## Fragen zum Verständnis
• 1. Beantworten Sie anhand des Textauszugs die folgenden Fragen:
(a) Unter welcher Rubrik führt Yahoo den Weltuntergang?
(b) Für welches Datum plant das ZDF eine „Live-Sendung“ zum Weltuntergang?
(c) Welche zwei Zeitungen wurden eingestellt?
• 2. Schreiben Sie aus dem Textauszug den Abschnitt von „Wenn von Krise“ bis „anderen berufenen Stimmen.“ wortgetreu ab.

Archive for November 28th, 2012

Presse: Davon geht die Welt nicht unter. Oder doch?


28 Nov

Foto: Gerd Altmann/Pixelio

Untergänge scheinen die Spezialität von Medienunternehmen zu sein, wenn man die Medienseiten der großen Zeitungen dieser Tage verfolgt. Das Internetportal Yahoo hat aus der Not eine Tugend gemacht und den Weltuntergang geradewegs ins Portfolio genommen. Unter der Rubrik „Yahoo! Services“ ist zu finden:

Weltuntergang als neuer Internetdienst? Sintflut als Netz-Gadget? World Wide Crash? Nichts von alledem: Folgt man der Verzweigung, dann findet man eine Linkliste zum Thema des angeblich vom Volk der Maya für das Jahr 2012 prognostizierten „Weltuntergangs“. Dieser Liste sind noch weitere interessante mediale Krisenphänomene zu entnehmen. Zum Beispiel, dass das ZDF für den 21.Dezember eine „Live-Sendung“ zum Weltuntergang plant:

Mit einem „einen augenzwinkernden Blick in alle Welt“ (es müsste wohl heißen: in alle Welt-Untergänge) will das Zweite Deutsche Fernsehen dem Krisenphänomen journalistisch begegnen.

Wenn von Krise und Journalismus die Rede ist, dann kommt man dieser Tage ja schnell auf die Einstellung der Frankfurter Rundschau und der Financial Times Deutschland. Einen guten Überblick über die aktuelle medienjournalistische Debatte gibt onlinejournalismus.de mit Links auf Beiträge von Gutjahr, Lobo, taz, Vocer und vielen anderen berufenen Stimmen.

 

 

Yahoo: Wer wird Billionär?

## Verfügbare Daten
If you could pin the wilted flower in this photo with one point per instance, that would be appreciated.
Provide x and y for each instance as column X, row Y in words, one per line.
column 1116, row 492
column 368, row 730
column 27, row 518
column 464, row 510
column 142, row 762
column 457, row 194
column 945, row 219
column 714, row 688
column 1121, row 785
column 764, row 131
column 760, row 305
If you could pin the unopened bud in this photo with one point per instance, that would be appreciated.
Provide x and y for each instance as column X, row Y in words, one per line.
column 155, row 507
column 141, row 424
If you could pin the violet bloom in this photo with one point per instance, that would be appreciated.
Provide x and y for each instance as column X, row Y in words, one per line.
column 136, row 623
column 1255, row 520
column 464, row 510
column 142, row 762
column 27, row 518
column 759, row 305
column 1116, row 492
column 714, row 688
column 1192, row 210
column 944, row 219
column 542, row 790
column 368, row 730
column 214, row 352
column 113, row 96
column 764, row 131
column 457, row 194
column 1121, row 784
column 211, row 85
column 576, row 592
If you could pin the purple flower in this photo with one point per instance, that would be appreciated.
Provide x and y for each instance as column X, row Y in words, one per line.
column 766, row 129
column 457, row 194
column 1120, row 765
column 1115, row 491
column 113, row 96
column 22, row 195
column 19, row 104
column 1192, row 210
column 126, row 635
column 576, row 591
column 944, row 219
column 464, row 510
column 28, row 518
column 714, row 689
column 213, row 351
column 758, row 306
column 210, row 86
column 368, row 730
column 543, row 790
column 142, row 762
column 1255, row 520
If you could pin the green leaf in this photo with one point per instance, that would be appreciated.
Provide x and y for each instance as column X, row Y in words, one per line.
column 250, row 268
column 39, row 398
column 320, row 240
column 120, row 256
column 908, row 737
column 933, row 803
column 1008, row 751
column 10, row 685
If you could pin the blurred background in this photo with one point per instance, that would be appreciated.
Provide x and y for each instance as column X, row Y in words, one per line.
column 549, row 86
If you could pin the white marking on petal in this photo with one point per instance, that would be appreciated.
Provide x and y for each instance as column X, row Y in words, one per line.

## Die Lösungen
• 1.
(a) Unter der Rubrik „Yahoo! Services“.
(b) Für den 21. Dezember.
(c) Die Frankfurter Rundschau und die Financial Times Deutschland.

• 2.
Wenn von Krise und Journalismus die Rede ist, dann kommt man dieser Tage ja schnell auf die Einstellung der Frankfurter Rundschau und der Financial Times Deutschland. Einen guten Überblick über die aktuelle medienjournalistische Debatte gibt onlinejournalismus.de mit Links auf Beiträge von Gutjahr, Lobo, taz, Vocer und vielen anderen berufenen Stimmen.